> DATA LISTING

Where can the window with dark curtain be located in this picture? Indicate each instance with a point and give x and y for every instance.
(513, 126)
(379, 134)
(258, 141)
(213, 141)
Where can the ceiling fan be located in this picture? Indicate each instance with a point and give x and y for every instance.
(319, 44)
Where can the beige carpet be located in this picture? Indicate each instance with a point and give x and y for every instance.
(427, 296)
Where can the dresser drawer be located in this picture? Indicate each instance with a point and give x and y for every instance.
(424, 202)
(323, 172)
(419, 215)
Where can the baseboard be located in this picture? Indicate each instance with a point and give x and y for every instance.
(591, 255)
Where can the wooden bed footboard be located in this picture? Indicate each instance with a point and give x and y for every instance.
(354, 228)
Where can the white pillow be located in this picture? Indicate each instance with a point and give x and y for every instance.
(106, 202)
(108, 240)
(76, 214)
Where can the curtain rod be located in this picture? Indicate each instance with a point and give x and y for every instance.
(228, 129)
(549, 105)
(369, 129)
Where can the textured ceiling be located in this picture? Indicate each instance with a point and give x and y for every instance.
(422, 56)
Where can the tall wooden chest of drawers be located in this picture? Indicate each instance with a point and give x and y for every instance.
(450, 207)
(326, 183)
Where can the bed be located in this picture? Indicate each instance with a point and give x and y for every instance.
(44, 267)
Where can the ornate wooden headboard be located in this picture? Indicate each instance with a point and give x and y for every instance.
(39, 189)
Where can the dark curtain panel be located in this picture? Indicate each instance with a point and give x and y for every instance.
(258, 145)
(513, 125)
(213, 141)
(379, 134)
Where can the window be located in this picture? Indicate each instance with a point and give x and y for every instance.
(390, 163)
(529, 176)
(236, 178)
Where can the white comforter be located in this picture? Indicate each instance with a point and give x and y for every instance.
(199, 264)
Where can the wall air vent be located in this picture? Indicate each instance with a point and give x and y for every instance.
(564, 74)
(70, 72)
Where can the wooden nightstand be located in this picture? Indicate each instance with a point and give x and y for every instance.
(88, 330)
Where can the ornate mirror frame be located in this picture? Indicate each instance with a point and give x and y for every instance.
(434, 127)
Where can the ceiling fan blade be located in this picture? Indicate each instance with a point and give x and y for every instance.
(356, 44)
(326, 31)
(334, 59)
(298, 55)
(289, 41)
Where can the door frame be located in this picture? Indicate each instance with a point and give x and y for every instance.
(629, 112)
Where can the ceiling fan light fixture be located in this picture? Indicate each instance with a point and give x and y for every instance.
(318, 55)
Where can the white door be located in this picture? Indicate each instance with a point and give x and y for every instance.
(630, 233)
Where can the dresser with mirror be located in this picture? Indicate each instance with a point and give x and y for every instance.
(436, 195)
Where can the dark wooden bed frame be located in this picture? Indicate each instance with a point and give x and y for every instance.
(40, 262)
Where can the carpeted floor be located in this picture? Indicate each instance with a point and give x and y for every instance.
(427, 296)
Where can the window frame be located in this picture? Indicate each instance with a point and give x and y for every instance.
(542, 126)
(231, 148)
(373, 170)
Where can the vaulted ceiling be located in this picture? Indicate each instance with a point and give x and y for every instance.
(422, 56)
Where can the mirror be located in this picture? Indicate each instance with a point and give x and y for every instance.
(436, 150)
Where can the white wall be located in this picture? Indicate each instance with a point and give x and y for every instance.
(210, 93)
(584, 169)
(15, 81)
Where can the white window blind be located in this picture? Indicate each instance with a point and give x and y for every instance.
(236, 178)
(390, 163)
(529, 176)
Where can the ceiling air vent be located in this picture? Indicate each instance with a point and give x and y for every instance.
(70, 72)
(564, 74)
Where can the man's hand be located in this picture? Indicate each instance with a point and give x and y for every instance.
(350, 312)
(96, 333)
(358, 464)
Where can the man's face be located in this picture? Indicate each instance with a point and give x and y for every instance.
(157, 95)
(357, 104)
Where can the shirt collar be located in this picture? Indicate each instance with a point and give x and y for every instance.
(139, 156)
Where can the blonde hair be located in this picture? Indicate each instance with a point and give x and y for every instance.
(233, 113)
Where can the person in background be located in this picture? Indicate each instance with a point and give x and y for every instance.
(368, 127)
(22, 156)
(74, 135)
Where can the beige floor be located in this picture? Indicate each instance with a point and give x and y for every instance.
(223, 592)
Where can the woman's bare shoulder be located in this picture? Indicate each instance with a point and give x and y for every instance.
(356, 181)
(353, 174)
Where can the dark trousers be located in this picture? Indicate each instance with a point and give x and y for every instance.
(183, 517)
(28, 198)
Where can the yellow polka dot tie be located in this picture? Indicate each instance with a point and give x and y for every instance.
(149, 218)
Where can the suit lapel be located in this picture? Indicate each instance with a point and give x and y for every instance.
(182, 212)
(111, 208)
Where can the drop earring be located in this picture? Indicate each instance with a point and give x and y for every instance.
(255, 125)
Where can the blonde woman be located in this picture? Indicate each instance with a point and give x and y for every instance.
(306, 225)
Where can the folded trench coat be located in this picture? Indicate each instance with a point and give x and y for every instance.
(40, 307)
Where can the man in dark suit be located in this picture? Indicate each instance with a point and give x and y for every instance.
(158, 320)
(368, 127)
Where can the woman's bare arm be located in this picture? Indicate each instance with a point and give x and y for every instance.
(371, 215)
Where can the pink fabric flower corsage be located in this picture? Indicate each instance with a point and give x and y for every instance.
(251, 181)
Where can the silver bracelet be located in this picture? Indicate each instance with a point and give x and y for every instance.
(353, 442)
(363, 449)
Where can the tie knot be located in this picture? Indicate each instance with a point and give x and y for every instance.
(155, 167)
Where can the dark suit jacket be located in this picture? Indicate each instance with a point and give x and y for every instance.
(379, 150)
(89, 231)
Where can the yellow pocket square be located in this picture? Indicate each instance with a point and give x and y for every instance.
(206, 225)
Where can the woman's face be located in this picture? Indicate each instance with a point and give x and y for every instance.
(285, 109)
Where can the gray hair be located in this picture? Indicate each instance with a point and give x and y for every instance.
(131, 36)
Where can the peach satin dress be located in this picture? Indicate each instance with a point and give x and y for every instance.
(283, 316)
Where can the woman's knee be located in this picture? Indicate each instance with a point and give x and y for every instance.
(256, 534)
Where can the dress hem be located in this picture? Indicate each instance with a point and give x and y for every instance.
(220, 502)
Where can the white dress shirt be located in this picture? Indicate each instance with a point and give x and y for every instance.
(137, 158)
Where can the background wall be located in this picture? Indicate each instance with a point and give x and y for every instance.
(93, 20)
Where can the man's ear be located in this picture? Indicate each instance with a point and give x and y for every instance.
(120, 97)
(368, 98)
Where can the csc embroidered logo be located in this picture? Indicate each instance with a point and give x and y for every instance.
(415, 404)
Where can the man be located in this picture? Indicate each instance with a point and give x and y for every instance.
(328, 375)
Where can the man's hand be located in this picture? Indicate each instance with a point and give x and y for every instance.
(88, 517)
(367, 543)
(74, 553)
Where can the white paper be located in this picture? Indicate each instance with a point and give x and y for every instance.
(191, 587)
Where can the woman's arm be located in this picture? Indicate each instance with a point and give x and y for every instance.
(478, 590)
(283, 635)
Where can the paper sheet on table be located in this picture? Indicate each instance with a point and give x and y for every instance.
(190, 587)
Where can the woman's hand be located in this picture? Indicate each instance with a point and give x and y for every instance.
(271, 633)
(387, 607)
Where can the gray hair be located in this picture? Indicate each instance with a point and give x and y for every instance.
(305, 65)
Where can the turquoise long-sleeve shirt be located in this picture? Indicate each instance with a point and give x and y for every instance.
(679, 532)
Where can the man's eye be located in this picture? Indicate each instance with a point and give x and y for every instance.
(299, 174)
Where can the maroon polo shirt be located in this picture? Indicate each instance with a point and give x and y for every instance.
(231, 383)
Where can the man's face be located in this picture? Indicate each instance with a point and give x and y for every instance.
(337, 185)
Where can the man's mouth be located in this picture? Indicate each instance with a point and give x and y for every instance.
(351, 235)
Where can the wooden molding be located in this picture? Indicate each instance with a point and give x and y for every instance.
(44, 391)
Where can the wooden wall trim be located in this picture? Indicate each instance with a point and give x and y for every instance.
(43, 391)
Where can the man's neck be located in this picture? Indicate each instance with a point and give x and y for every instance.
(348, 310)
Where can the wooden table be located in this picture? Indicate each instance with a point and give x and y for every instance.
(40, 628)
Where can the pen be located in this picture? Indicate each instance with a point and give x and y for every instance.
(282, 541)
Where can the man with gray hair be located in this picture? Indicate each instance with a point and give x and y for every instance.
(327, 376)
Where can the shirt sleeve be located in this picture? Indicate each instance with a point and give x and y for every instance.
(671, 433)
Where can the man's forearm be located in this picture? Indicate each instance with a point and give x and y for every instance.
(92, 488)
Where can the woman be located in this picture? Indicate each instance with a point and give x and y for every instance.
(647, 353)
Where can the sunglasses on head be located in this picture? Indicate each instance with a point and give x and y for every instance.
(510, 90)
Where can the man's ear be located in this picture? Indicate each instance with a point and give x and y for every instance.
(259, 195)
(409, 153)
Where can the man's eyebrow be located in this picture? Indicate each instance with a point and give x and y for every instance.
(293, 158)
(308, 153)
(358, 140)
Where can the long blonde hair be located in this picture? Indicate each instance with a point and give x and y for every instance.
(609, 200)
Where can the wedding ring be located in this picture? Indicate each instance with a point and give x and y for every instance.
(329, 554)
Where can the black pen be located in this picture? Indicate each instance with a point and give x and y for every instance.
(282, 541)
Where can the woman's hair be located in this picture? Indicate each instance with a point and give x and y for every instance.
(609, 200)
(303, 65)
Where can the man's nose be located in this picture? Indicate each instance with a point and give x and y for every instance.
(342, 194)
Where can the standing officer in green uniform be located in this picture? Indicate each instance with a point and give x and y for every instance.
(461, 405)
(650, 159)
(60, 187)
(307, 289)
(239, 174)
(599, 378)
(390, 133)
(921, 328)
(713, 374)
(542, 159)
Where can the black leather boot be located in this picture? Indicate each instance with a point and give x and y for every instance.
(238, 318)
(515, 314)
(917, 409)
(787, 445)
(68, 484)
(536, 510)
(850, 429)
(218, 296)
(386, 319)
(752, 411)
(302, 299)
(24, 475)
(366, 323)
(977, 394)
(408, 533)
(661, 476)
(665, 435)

> YOUR GOAL
Copy out exactly the lines between the line with "Where can the wedding" and the last line of the entries, counting both of those lines.

> CORRECT RESPONSE
Where can the wedding ring be located in this picture? Indicate each instance with a point and give x and y for every instance.
(329, 554)
Where can the black pen be located in this picture? Indicate each instance with a point and give x and y for every instance.
(282, 541)
Where can the woman's hair be located in this picture? Indicate each instance with a point and give x and y for every instance.
(609, 200)
(303, 65)
Where can the man's nose be located in this picture? Indicate each instance with a point and give x and y for every instance.
(342, 194)
Where can the standing officer in green uniform be located in this picture? Indicate each instance with a point and give x and y for every instance.
(461, 405)
(650, 159)
(60, 187)
(307, 289)
(239, 174)
(599, 378)
(390, 133)
(921, 328)
(713, 374)
(542, 159)
Where can the black leather boot be located in this picture? Indicate each instance with a point and give x and y for every instance.
(238, 318)
(515, 314)
(917, 409)
(787, 445)
(68, 484)
(536, 510)
(850, 429)
(218, 296)
(386, 319)
(752, 411)
(302, 299)
(24, 475)
(366, 323)
(977, 394)
(408, 533)
(661, 476)
(665, 435)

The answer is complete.